Prompt A:
In the diary entries on Asperger's Syndrome, rewrite the text starting at "Day One: Upon" and ending at "depression. Reality shifting.", substituting "assessment" for "diagnosis".
Prompt B:
Which entries in the diary on Asperger's Syndrome use a form of the verb "cling"? List each by its day heading.

Passage:
Day One: Upon receiving my official diagnosis of Asperger’s Syndrome, I have subsequently clung onto the title. Beginning to understand the implications of diagnosis.

Day Two: My diagnosis now qualifies as a life preserver, as the term Aspergers appears to be keeping me afloat, as I relive aspects of my past and evaluate my perception of reality. Mental connections observed. Huge relief in finding semblance of answers, preponderance of flashbacks. Mild-degree of depression. Reality shifting.

Day Three: Uncertain if clinging is beneficial. Is this need to grasp onto a title indeed part of my Asperger’s brain or part of my soul’s journey? Many questions emerging.

Day Four: If Aspergers is a man-made diagnosis, does it exist? Still clinging to title.

Day Five: I’ve met others who recognize me and validate my experience. I have found my people. I am proud to have Aspergers! I no longer care if I am clinging. Neurotypicals of planet earth do not understand me.

Dataset entries:
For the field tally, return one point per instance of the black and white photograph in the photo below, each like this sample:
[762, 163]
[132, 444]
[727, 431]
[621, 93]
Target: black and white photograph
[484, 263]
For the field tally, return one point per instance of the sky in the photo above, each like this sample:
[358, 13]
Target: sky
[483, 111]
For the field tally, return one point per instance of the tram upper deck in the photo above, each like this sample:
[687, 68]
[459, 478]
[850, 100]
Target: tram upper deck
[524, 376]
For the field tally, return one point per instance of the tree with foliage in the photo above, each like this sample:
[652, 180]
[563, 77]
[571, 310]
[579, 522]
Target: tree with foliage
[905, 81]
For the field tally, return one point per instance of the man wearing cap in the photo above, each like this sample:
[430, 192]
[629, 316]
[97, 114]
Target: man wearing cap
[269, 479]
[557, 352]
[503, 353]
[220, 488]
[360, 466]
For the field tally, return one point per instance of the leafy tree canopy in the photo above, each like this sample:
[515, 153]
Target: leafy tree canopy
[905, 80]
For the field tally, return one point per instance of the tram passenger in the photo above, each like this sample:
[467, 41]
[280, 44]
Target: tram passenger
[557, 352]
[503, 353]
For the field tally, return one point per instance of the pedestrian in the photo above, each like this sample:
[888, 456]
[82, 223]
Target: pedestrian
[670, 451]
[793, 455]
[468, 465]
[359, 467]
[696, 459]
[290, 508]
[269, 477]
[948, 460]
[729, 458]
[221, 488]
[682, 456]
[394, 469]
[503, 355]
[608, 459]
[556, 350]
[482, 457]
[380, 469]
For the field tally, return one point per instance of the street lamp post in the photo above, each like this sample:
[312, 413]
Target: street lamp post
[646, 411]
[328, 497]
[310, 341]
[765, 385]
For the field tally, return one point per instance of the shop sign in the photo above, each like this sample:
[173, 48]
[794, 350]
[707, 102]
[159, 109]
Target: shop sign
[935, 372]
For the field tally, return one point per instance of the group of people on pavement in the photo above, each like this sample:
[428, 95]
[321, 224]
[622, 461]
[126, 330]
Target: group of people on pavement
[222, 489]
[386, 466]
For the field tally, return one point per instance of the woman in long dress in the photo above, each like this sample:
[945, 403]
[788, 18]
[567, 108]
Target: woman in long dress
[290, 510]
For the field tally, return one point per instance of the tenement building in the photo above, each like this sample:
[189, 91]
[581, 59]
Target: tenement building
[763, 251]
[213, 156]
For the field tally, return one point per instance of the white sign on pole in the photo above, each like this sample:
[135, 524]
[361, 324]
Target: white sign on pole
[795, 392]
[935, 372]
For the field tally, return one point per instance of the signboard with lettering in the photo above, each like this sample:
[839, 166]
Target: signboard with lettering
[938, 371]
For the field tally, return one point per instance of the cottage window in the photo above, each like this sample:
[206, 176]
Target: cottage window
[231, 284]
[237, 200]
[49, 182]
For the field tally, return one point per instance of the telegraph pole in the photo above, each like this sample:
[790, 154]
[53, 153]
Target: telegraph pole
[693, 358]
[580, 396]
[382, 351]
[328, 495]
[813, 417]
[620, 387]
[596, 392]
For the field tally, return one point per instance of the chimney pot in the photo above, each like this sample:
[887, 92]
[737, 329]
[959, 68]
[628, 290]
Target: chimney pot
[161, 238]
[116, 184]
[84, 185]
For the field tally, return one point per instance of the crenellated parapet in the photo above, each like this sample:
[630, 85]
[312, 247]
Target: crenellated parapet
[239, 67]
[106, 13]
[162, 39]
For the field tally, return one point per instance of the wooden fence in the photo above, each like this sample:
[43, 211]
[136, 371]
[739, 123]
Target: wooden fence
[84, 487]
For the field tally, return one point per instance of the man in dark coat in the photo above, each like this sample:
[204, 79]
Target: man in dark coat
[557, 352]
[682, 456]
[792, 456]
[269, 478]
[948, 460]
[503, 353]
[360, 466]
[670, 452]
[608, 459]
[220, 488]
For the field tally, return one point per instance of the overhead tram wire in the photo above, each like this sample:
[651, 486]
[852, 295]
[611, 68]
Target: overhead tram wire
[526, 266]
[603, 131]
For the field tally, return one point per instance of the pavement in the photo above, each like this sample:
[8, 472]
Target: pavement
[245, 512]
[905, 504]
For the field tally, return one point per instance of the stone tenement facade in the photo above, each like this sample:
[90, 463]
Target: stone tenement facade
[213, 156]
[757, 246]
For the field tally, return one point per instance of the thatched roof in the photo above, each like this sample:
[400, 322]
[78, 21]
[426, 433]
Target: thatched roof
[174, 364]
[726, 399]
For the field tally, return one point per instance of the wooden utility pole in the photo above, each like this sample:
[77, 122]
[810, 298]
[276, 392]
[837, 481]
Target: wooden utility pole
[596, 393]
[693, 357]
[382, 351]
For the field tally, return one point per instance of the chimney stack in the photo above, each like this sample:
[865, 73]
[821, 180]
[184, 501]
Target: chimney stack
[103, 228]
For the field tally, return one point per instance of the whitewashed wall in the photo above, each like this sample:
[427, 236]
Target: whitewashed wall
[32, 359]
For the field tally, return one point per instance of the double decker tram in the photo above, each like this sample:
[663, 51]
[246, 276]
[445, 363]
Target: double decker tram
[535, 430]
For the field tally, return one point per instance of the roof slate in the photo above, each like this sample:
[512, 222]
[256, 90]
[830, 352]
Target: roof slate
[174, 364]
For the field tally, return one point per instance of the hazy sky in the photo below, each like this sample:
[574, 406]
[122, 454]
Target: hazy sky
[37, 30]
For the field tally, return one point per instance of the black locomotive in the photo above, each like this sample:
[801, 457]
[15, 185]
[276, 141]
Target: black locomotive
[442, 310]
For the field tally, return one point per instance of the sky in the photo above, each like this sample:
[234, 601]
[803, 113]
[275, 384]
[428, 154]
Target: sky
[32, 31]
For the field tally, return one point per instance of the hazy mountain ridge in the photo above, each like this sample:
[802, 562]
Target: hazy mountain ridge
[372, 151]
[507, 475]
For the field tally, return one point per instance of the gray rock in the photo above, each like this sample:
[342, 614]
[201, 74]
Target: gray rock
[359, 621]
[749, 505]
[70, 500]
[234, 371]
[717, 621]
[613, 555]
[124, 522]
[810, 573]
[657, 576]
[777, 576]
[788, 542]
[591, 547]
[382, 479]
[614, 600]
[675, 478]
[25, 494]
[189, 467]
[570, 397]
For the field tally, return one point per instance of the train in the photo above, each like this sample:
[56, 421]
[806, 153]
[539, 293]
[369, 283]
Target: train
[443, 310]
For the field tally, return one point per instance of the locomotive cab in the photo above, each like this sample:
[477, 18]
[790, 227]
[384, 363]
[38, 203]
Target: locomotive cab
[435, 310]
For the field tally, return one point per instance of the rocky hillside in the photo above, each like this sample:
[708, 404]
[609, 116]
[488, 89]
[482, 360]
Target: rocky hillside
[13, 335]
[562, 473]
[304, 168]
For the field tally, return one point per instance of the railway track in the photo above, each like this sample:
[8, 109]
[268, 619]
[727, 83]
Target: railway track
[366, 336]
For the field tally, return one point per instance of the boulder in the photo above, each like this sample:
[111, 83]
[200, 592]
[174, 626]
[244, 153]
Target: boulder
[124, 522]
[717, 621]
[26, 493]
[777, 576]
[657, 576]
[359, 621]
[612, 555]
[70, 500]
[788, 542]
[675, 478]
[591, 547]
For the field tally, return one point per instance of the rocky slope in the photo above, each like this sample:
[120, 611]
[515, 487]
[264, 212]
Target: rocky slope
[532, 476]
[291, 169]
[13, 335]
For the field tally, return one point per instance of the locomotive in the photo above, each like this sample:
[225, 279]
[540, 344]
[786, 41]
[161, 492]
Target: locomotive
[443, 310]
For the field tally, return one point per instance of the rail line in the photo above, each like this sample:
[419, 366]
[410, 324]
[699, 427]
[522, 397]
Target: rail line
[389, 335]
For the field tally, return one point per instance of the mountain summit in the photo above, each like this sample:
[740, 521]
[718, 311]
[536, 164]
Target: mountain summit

Answer box A:
Day One: Upon receiving my official assessment of Asperger’s Syndrome, I have subsequently clung onto the title. Beginning to understand the implications of assessment.

Day Two: My assessment now qualifies as a life preserver, as the term Aspergers appears to be keeping me afloat, as I relive aspects of my past and evaluate my perception of reality. Mental connections observed. Huge relief in finding semblance of answers, preponderance of flashbacks. Mild-degree of depression. Reality shifting.

Answer box B:
Day One
Day Three
Day Four
Day Five